5. For these reasons, and as set forth in detail herein, Plaintiff asserts claims against Defendants for violations of Sections 14(a) and 20(a) of the Exchange Act and Rule 14a-9. Plaintiff seeks to enjoin Defendants from taking any steps to consummate the Proposed Transaction unless and until the material information discussed below is disclosed to public common shareholders sufficiently in advance of the upcoming shareholder vote or, in the event the Proposed Transaction is consummated, to recover damages resulting from the Defendants’ violations of the Exchange Act.

JURISDICTION AND VENUE

6. This Court has subject matter jurisdiction pursuant to Section 27 of the Exchange Act (15 U.S.C. § 78aa) and 28 U.S.C. § 1331 (federal question jurisdiction) as Plaintiff alleges violations of Section 14(a) and 20(a) of the Exchange Act.

7. Personal jurisdiction exists over each Defendant either because the Defendant conducts business in or maintains operations in this District, or is an individual who is either present in this District for jurisdictional purposes or has sufficient minimum contacts with this District as to render the exercise of jurisdiction over each Defendant by this Court permissible under the traditional notions of fair play and substantial justice. “Where a federal statute such as Section 27 of the [Exchange] Act confers nationwide service of process, the question becomes whether the party has sufficient contacts with the United States, not any particular state.” Sec. Inv’r Prot. Corp. v. Vigman, 764 F.2d 1309, 1315 (9th Cir. 1985). “[S]o long as a defendant has minimum contacts with the United States, Section 27 of the Act confers personal jurisdiction over the defendant in any federal district court.” Id. at 1316.

__EXERCISE BRIEF__. Transcribe the part of the complaint excerpt that begins with the words "5. For these" and ends with "20(a) of the Exchange Act.", keeping every word and mark unchanged.

__RECORDS PROVIDED__.

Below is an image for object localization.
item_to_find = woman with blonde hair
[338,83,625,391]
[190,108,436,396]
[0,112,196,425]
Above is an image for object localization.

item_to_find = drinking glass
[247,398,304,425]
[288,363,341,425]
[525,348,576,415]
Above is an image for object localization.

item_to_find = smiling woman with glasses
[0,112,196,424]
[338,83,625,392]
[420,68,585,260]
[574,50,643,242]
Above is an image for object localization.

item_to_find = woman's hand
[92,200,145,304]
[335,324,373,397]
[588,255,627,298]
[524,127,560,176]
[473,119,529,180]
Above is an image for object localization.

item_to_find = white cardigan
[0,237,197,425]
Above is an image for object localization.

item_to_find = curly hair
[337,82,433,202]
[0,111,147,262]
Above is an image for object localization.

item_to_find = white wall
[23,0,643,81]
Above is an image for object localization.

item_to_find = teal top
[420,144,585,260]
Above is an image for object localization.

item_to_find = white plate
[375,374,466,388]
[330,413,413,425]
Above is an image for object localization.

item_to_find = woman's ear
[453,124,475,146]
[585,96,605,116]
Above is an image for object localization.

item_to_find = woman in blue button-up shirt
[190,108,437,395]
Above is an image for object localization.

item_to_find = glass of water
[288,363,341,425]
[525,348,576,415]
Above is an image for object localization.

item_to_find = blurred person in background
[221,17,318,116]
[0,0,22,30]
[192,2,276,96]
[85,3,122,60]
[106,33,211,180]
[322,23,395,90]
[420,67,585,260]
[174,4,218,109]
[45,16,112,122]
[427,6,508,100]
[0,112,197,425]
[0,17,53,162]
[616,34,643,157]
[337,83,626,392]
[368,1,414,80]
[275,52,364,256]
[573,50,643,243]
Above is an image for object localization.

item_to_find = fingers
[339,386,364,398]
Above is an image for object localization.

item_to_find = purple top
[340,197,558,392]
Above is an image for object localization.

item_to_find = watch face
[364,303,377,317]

__WRITTEN SOLUTION__.
5. For these reasons, and as set forth in detail herein, Plaintiff asserts claims against Defendants for violations of Sections 14(a) and 20(a) of the Exchange Act and Rule 14a-9. Plaintiff seeks to enjoin Defendants from taking any steps to consummate the Proposed Transaction unless and until the material information discussed below is disclosed to public common shareholders sufficiently in advance of the upcoming shareholder vote or, in the event the Proposed Transaction is consummated, to recover damages resulting from the Defendants’ violations of the Exchange Act.

JURISDICTION AND VENUE

6. This Court has subject matter jurisdiction pursuant to Section 27 of the Exchange Act (15 U.S.C. § 78aa) and 28 U.S.C. § 1331 (federal question jurisdiction) as Plaintiff alleges violations of Section 14(a) and 20(a) of the Exchange Act.